--- DOCUMENT ---

For developing countries the creation of an intergovernmental tax body under the auspices of the UN where all countries have a voice in setting global tax rules and changes to current policies embodies both a step forward in systemic issues as well as a concrete mechanism within the UN that can contribute to ensuring coherence of the international financial system with the new era of sustainable development that will unfold over the next 15 years.

The very countries most affected by illicit financial flows, tax evasion and avoidance and transfer mispricing by large corporations should have an equal participation in the agenda setting and decision-making on global tax rules and policy reforms.  Such a universal body, developing countries have stated from the beginning of FfD negotiations, can only exist within the UN.  Civil society has supported this from the beginning.

Leading up to Addis Ababa

The FfD negotiations over the last seven months or more have witnessed tough battles between developed and developing countries, with various complexities in positions and alliances. 

Several iterations of the draft outcome document have seen differences on key issues.  While some of these issues were resolved, others were accepted as diluted compromises by the G77 and China and a few continued to see a gap until the Addis Conference.

After weeks of closed-door informal negotiations in New York leading up to Addis Ababa, Member States did not agree to seal the document before Addis Ababa. Transferring the text of 7 July from New York to Addis Ababa afforded, at least at first, some negotiation space on the key issue of upgrading the tax committee to an intergovernmental body.

Earlier a 25 June version of the outcome document had been rejected by the G77 and China, as it included a proposed paragraph at the very end of the document that read, “We affirm that the present Accord is not intended to create rights and obligations under international law.”  This text was apparently introduced by the US.

The 7 July text reflected the deletion of this unfavourable text, which essentially negated any concrete impact of the outcome at large, and included a few other critical and positive changes to the language on South-South cooperation and the relationship of the FfD conference to the post-2015 development agenda, in that the FfD conference supports the means of implementation (MOI) for the SDGs but does not comprise all of the MOI.

--- DATASET EXCERPTS ---

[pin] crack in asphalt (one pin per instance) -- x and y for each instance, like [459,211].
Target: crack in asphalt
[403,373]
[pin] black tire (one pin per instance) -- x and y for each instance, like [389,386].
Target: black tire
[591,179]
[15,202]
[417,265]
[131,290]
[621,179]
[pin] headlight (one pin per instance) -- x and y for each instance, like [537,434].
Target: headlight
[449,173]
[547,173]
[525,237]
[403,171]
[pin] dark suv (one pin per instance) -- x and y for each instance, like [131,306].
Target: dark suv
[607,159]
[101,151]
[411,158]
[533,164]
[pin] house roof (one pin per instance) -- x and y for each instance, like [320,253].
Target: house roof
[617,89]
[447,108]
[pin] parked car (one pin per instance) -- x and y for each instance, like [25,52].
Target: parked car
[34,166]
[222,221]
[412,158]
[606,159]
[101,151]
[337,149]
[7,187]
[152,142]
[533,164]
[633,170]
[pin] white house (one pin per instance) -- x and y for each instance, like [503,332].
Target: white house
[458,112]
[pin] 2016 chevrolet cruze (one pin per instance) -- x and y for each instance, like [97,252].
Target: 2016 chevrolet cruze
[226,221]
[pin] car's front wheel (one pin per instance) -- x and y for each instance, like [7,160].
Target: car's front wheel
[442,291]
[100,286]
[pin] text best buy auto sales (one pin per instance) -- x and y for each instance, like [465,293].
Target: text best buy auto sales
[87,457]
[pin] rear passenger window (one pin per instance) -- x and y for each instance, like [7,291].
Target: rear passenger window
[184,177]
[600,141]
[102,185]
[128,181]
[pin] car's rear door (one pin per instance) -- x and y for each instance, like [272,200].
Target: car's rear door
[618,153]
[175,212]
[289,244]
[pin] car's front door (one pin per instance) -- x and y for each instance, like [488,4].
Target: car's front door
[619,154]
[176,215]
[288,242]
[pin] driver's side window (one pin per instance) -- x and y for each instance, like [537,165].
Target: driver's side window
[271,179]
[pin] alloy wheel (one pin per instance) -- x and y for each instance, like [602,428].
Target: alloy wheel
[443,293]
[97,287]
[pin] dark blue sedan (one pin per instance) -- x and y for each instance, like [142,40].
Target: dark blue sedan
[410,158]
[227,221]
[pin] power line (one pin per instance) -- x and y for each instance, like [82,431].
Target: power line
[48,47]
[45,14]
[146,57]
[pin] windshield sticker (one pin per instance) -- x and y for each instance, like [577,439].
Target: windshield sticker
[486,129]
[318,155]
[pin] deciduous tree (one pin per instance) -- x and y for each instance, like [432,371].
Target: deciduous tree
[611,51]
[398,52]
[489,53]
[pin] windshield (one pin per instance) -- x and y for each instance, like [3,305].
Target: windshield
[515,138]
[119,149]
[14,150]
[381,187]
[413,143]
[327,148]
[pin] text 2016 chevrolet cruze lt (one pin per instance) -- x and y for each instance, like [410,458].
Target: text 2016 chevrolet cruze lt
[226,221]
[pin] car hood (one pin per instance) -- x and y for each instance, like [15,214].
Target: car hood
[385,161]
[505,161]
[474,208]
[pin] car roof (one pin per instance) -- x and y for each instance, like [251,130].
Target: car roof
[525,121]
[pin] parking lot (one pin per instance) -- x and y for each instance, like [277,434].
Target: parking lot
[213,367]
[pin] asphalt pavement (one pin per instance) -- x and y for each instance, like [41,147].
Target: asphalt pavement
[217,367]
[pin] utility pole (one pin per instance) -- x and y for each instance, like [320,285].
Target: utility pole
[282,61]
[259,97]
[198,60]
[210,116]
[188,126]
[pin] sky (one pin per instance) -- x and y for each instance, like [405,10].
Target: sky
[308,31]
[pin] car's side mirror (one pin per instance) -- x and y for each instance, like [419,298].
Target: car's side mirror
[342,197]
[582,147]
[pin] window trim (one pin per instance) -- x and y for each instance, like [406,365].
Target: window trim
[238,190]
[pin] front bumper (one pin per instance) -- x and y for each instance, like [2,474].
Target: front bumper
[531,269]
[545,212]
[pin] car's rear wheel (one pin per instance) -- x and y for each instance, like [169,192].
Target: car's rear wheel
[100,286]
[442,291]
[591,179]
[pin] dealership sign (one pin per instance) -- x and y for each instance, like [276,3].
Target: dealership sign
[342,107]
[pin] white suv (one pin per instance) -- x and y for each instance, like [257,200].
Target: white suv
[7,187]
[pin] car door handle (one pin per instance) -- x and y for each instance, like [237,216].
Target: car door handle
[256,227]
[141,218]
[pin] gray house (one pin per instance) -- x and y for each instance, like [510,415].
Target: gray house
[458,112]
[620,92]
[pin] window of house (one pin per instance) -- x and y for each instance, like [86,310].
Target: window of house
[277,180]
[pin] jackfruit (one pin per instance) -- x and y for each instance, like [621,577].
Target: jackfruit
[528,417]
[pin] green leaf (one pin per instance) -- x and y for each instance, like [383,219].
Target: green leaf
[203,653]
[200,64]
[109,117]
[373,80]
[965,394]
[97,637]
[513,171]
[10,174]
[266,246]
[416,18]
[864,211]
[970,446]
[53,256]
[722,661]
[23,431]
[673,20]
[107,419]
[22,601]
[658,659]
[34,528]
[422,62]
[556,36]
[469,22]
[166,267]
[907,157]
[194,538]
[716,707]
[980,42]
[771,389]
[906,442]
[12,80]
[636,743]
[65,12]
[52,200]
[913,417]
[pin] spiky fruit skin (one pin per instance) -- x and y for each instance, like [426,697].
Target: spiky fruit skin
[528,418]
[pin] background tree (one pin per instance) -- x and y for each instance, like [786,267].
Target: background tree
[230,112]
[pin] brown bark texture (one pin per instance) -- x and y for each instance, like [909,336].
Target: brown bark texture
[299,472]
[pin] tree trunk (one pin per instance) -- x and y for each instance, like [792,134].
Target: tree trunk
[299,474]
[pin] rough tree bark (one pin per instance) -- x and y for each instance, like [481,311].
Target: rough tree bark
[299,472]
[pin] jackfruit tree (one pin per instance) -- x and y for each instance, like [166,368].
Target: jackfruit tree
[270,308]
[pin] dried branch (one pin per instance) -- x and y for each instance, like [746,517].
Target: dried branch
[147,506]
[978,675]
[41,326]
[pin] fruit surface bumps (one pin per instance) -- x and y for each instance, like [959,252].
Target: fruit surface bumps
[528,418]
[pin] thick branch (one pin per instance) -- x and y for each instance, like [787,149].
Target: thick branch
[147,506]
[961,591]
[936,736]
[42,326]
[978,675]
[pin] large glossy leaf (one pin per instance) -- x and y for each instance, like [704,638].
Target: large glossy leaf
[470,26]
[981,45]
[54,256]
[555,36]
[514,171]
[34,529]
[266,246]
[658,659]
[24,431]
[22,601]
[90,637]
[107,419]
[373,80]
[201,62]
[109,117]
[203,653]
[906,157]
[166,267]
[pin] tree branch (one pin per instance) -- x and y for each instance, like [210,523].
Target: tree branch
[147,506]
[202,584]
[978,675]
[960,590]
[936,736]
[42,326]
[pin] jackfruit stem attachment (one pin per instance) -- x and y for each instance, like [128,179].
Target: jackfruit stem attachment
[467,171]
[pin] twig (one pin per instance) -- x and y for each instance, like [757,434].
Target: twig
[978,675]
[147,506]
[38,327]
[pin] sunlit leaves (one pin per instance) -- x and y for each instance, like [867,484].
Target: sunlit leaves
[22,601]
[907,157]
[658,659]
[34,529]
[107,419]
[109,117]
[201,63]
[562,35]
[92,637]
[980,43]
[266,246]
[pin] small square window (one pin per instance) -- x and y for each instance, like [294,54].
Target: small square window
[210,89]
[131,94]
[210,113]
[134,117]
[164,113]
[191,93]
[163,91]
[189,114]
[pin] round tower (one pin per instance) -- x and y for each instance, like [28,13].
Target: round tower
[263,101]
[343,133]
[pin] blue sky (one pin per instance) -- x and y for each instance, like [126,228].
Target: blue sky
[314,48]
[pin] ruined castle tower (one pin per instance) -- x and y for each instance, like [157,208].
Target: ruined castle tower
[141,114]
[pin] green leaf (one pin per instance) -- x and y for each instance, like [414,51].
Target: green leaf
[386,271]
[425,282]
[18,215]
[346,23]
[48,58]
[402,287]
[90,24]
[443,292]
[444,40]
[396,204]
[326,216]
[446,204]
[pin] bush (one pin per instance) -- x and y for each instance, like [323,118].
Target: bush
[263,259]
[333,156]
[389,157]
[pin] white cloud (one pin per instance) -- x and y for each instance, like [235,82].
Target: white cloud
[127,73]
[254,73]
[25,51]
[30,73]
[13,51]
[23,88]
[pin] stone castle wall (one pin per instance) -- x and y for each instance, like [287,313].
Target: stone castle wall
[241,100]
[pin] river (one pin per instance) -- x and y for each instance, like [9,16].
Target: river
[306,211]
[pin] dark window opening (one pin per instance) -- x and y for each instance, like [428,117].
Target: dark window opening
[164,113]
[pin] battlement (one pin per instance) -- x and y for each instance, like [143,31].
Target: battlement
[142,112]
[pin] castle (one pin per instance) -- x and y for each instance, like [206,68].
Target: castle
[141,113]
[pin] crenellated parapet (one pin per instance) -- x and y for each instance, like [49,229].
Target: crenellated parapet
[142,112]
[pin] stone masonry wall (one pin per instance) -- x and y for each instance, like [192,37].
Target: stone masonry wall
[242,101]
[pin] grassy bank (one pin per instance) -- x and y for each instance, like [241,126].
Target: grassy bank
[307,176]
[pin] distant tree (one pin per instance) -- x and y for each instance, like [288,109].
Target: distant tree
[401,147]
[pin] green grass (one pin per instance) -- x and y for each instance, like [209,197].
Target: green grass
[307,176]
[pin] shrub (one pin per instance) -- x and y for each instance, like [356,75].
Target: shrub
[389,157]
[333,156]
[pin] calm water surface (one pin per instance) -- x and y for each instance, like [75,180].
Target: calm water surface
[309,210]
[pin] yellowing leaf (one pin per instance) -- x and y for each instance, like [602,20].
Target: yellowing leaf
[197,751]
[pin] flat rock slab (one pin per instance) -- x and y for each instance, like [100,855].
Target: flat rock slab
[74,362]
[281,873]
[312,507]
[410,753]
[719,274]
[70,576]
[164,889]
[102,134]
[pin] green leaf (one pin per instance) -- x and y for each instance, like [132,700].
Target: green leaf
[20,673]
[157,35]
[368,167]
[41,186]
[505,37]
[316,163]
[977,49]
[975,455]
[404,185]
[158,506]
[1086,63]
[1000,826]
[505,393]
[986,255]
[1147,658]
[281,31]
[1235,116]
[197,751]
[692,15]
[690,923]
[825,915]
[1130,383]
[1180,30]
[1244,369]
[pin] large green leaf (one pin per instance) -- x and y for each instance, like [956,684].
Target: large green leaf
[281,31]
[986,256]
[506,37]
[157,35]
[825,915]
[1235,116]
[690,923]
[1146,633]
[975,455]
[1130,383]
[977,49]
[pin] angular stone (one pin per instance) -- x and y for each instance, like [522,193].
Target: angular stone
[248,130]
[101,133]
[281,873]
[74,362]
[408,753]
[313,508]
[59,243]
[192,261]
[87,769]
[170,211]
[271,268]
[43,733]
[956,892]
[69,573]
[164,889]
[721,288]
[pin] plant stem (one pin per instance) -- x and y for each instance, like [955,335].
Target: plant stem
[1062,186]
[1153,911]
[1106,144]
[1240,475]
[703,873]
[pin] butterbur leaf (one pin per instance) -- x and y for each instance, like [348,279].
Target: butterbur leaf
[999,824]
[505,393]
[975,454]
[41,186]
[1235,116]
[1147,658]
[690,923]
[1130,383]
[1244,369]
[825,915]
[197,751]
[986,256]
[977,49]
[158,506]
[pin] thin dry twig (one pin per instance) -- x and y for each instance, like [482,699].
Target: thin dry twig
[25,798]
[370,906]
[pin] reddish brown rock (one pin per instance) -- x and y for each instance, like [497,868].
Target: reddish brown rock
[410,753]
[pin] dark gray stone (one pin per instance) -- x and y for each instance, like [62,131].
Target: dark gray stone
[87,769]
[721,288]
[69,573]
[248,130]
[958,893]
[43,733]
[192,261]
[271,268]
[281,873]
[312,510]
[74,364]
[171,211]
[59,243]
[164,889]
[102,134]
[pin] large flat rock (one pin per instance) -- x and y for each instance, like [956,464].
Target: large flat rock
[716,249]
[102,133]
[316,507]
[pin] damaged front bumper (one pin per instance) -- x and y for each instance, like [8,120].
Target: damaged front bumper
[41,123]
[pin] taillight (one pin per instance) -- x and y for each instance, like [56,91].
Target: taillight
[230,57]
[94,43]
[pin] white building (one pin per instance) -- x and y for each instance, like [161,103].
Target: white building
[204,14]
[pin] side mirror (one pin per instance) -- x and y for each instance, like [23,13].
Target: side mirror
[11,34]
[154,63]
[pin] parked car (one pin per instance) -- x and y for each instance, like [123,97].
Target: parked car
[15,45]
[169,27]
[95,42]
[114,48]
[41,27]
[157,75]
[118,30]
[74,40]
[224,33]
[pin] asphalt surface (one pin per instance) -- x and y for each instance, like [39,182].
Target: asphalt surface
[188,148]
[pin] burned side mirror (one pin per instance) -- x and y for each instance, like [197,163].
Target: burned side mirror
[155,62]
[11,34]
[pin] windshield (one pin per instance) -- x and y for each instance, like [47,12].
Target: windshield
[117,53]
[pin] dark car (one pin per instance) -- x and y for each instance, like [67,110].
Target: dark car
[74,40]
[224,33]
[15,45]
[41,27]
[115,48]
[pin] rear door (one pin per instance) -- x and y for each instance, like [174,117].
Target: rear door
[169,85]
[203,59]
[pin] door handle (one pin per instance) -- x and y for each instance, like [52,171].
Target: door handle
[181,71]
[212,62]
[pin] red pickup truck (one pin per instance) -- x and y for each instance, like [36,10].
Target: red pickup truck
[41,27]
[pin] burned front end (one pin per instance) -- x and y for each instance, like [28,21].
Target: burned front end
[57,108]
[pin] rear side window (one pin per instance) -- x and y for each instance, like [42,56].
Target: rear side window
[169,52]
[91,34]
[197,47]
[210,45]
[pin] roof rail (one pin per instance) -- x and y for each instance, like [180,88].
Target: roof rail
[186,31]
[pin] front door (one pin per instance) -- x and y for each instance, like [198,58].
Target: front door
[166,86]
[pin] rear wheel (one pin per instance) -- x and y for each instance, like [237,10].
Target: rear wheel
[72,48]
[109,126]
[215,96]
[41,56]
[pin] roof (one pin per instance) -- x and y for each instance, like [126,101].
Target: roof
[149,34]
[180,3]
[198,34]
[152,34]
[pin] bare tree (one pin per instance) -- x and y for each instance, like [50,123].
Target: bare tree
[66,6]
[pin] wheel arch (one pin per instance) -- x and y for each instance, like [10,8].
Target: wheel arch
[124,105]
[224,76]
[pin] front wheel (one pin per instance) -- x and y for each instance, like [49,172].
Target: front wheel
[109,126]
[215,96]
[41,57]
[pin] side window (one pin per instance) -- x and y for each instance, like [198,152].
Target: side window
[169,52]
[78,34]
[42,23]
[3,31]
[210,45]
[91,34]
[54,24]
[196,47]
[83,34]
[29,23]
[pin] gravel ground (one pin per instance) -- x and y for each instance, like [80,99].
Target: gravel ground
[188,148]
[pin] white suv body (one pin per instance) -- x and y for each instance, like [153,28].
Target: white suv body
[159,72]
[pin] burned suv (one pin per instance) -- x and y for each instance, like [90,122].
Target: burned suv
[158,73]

---

• _PROBLEM SET_
1. Reproduce the passage on the UN tax body negotiations between "After weeks of" and "an intergovernmental body.", inclusive.
2. Resume the passage on the UN tax body negotiations, picking up after its final sentence.

• _ANSWER LIST_
1.
After weeks of closed-door informal negotiations in New York leading up to Addis Ababa, Member States did not agree to seal the document before Addis Ababa. Transferring the text of 7 July from New York to Addis Ababa afforded, at least at first, some negotiation space on the key issue of upgrading the tax committee to an intergovernmental body.

2.
Leading into Addis Ababa, developing countries, in a display of solidarity, expressed their need to keep discussing in Addis Ababa a set of key issues which are as of yet missing in the 7 July text, without which an agreement on a final text cannot be reached.  For developing countries, this set of key issues include first and foremost a tax body, second, an adequate follow-up mechanism for reviewing the implementation of FfD outcomes starting from the 2002 Monterrey conference, the Rio principle of common but differentiated responsibilities, as well as the link between FfD and the post-2015 development agenda through the role of MOI.

(For an analysis of the New York negotiations leading up to the Addis Ababa conference please read ‘From New York to Addis Ababa: Financing for Development on life-support’ by Bhumika Muchhala, 8 July, 2015: http://www.twn.my/title2/unsd/2015/unsd150707.htm)

Developing countries at the last hour

Governments in Addis Ababa have acknowledged the powerful media attention on the intergovernmental tax body that has been generated by civil society efforts.  Indeed, ministers and diplomats had taken note that global public opinion is on the side of the tax body, and that at the 11th hour in Addis Ababa could have been a critical moment to make a concerted decision for a global tax body.  Civil society pressured governments to seize such an opportunity, otherwise more years will be lost to undemocratic governance in global tax cooperation.

While there were some rumours that Germany had a somewhat different opinion on the tax body, the negotiations are carried out at the EU level, and the EU group position is firm on yielding nothing more on the global tax body.

According to some delegates, the Ethiopian government, keen to ensure a success of the talks as a host country and as the home of the African Union, had been persistently appealing to developing countries to accept the 7 July draft outcome document.  This was perhaps also driven by the implicit challenge thrown by the developed countries that if any one part of the document is opened up, the whole document could be opened up to negotiations.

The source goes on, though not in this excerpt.